**Input:**
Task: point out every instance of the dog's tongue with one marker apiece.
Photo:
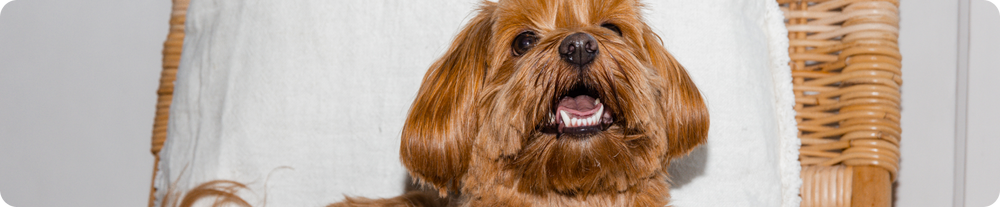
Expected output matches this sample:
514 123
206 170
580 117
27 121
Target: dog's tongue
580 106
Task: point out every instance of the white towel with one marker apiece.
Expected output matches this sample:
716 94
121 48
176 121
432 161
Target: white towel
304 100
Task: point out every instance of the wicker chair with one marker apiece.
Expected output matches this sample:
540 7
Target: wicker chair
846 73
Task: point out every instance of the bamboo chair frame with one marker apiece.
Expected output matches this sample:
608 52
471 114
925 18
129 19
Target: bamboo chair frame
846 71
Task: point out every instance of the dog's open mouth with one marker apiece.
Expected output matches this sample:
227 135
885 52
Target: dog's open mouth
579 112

--

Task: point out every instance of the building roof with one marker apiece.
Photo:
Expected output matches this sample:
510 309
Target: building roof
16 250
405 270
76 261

...

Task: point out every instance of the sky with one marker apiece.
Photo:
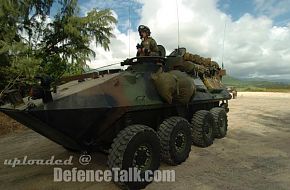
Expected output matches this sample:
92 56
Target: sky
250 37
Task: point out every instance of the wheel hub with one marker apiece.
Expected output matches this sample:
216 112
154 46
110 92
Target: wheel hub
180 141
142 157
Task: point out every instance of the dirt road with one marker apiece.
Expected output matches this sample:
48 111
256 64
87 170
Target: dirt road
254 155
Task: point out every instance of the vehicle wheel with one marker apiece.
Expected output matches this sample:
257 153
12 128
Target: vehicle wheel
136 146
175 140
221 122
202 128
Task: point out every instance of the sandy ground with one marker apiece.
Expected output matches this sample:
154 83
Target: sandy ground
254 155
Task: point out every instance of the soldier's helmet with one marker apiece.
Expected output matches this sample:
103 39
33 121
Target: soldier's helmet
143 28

**Task description:**
Report every line in the entries above that contains the string "mouth", copying each line in full. Treat uppercase and lowercase as different.

**Output for this task:**
Task: point out every instance of the dog's open mouth with one marker apiece.
Target: dog's open mouth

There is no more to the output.